**Task instructions**
Rescale the listing from its start up to and including the line with "71 L 253 66". Repeat every line in that range, changing only the coordinates in the answer outlines: multiply each by 0.35 and round it to a whole number, rounding halves up. Leave the pictures out.
======
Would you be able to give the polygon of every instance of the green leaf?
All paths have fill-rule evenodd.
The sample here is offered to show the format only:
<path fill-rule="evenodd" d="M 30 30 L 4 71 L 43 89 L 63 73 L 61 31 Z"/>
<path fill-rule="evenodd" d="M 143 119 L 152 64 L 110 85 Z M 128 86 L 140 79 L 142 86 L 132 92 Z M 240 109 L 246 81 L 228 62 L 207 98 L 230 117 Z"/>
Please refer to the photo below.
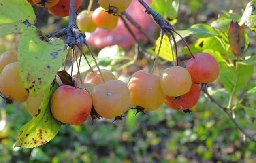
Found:
<path fill-rule="evenodd" d="M 247 85 L 254 71 L 253 66 L 241 64 L 238 64 L 237 71 L 235 67 L 228 68 L 224 64 L 220 64 L 220 80 L 230 94 L 233 89 L 235 93 Z"/>
<path fill-rule="evenodd" d="M 35 22 L 33 8 L 26 0 L 0 0 L 0 36 L 21 33 Z"/>
<path fill-rule="evenodd" d="M 129 132 L 133 132 L 135 129 L 134 126 L 136 125 L 137 120 L 139 119 L 139 115 L 135 115 L 136 110 L 129 109 L 127 112 L 126 117 L 126 126 Z"/>
<path fill-rule="evenodd" d="M 172 0 L 153 0 L 151 6 L 164 19 L 173 19 L 178 16 L 179 5 L 178 3 L 173 1 Z"/>
<path fill-rule="evenodd" d="M 58 87 L 58 84 L 53 88 L 51 85 L 45 90 L 43 101 L 39 108 L 40 113 L 20 129 L 15 146 L 38 146 L 49 142 L 57 134 L 61 124 L 52 116 L 50 104 L 51 97 Z"/>
<path fill-rule="evenodd" d="M 194 35 L 197 38 L 203 38 L 219 35 L 218 32 L 213 28 L 206 24 L 196 24 L 187 30 L 177 32 L 183 37 Z M 179 39 L 178 40 L 180 40 Z"/>
<path fill-rule="evenodd" d="M 66 48 L 60 39 L 52 38 L 47 42 L 32 30 L 23 33 L 18 60 L 21 80 L 30 95 L 36 96 L 51 84 L 64 61 Z"/>
<path fill-rule="evenodd" d="M 156 55 L 157 54 L 157 52 L 160 44 L 160 40 L 161 37 L 159 37 L 156 41 L 156 48 L 155 48 L 154 53 L 154 55 Z M 172 44 L 173 44 L 173 42 L 172 42 Z M 176 60 L 175 50 L 174 50 L 174 48 L 173 53 L 174 54 L 174 58 Z M 163 38 L 163 41 L 162 43 L 162 46 L 161 47 L 161 49 L 160 49 L 160 52 L 159 53 L 159 57 L 164 59 L 172 61 L 173 61 L 172 56 L 171 49 L 171 45 L 170 44 L 170 42 L 169 41 L 168 37 L 166 35 L 164 35 Z"/>
<path fill-rule="evenodd" d="M 256 28 L 256 0 L 251 1 L 247 4 L 239 24 L 240 25 L 244 24 L 250 28 Z"/>
<path fill-rule="evenodd" d="M 104 48 L 99 52 L 98 57 L 112 60 L 111 64 L 113 65 L 122 61 L 125 54 L 124 50 L 117 45 Z"/>
<path fill-rule="evenodd" d="M 249 89 L 246 92 L 246 97 L 249 97 L 252 96 L 256 95 L 256 87 Z"/>

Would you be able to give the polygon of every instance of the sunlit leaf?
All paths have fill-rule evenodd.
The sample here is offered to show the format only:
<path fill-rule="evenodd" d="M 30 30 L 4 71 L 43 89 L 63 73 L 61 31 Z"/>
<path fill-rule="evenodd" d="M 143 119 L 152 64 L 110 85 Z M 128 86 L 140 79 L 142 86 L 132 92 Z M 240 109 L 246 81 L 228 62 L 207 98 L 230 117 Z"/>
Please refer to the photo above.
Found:
<path fill-rule="evenodd" d="M 50 108 L 51 97 L 58 87 L 58 84 L 54 87 L 51 85 L 45 90 L 43 101 L 39 108 L 40 113 L 20 129 L 15 146 L 38 146 L 49 142 L 58 133 L 61 124 L 52 116 Z"/>
<path fill-rule="evenodd" d="M 63 63 L 66 48 L 60 39 L 53 38 L 47 42 L 39 39 L 33 30 L 23 33 L 18 60 L 21 80 L 30 94 L 35 96 L 51 84 Z"/>
<path fill-rule="evenodd" d="M 228 68 L 224 63 L 220 63 L 220 80 L 230 94 L 232 91 L 235 93 L 247 85 L 254 71 L 253 65 L 241 64 L 238 64 L 237 70 L 235 67 Z"/>
<path fill-rule="evenodd" d="M 244 28 L 233 20 L 229 24 L 228 35 L 232 53 L 237 57 L 241 55 L 245 46 Z"/>
<path fill-rule="evenodd" d="M 33 8 L 26 0 L 0 0 L 0 36 L 21 33 L 35 21 Z"/>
======
**Correct output**
Would you be able to give the polygon of every instance of the green leaf?
All paths have fill-rule evenodd.
The sample here is offered to show the format only:
<path fill-rule="evenodd" d="M 30 30 L 4 71 L 43 89 L 63 73 L 61 31 Z"/>
<path fill-rule="evenodd" d="M 143 119 L 152 64 L 110 85 Z M 128 86 L 140 79 L 142 86 L 132 92 Z M 240 109 L 246 81 L 228 62 L 207 98 L 230 117 Z"/>
Please refer to the photo below.
Found:
<path fill-rule="evenodd" d="M 86 30 L 89 25 L 89 23 L 84 22 L 83 22 L 83 25 L 82 23 L 80 24 L 78 22 L 77 22 L 77 28 L 81 33 L 82 31 L 82 33 Z"/>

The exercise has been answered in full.